- Record excerpts -
━━━━━━━━━━━━━━━━━━━━
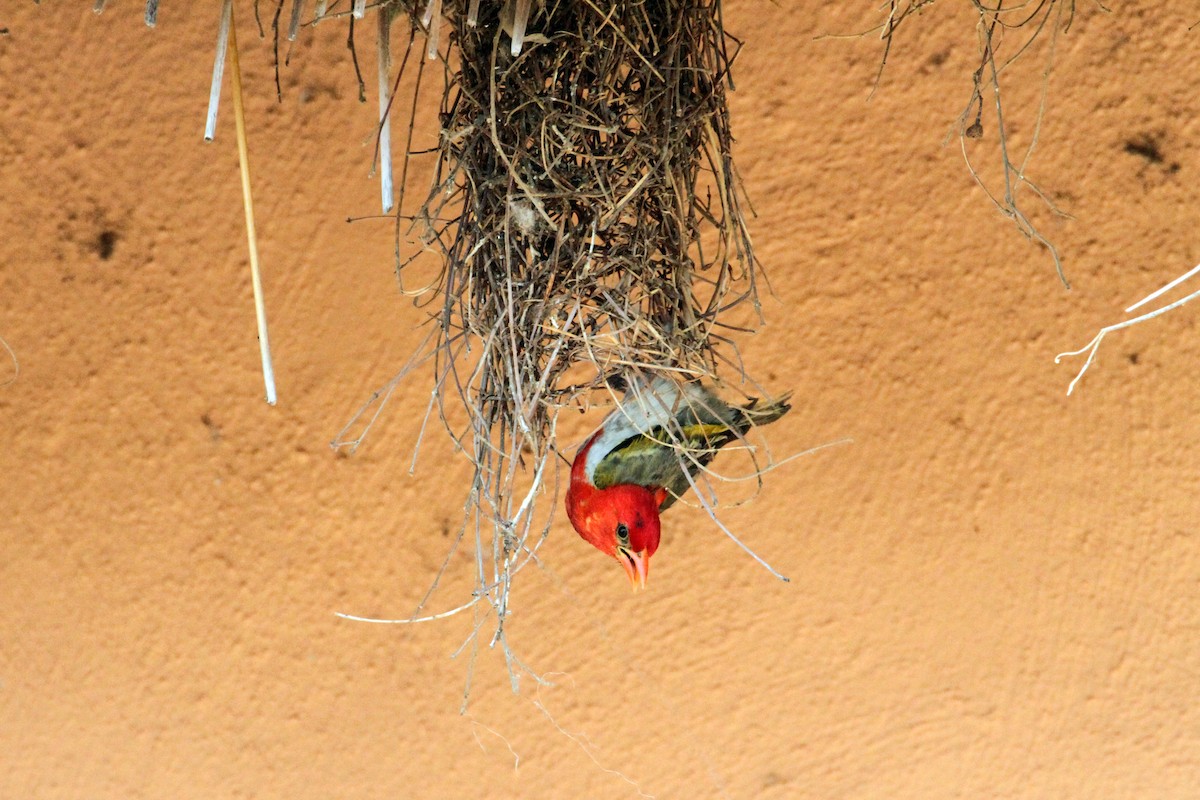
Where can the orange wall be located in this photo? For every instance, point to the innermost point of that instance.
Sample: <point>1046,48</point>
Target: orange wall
━━━━━━━━━━━━━━━━━━━━
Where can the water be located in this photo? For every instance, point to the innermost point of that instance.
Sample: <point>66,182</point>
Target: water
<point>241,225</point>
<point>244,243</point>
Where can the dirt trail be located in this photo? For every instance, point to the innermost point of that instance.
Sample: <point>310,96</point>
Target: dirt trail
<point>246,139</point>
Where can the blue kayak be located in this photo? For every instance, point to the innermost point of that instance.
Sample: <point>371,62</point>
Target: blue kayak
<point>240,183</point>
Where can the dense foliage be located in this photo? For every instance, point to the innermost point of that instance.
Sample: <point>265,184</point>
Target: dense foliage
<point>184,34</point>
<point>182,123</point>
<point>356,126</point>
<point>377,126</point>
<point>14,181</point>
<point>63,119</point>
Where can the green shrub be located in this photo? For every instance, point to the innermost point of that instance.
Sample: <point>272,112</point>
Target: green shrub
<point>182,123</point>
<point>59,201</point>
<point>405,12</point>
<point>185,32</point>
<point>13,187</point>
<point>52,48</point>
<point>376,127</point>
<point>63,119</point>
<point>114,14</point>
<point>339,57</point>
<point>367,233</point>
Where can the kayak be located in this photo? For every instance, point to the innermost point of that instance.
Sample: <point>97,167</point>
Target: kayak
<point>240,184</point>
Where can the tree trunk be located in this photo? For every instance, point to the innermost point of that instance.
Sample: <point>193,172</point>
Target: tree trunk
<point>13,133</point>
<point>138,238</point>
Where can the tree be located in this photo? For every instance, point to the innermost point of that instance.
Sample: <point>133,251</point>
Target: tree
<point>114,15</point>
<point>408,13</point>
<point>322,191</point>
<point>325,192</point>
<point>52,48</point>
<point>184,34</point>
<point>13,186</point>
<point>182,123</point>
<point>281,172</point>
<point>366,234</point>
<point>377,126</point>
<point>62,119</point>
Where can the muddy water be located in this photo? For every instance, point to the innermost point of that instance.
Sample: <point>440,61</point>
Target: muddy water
━━━━━━━━━━━━━━━━━━━━
Update the records from the line with "Where can the muddy" up to and including the line with "Target: muddy water", replacing "muddy" with "murky" and changing nothing else. Return only those lines.

Where can the murky water be located in this photo? For every instance, point to the innermost point of that instance.
Sample: <point>440,61</point>
Target: murky water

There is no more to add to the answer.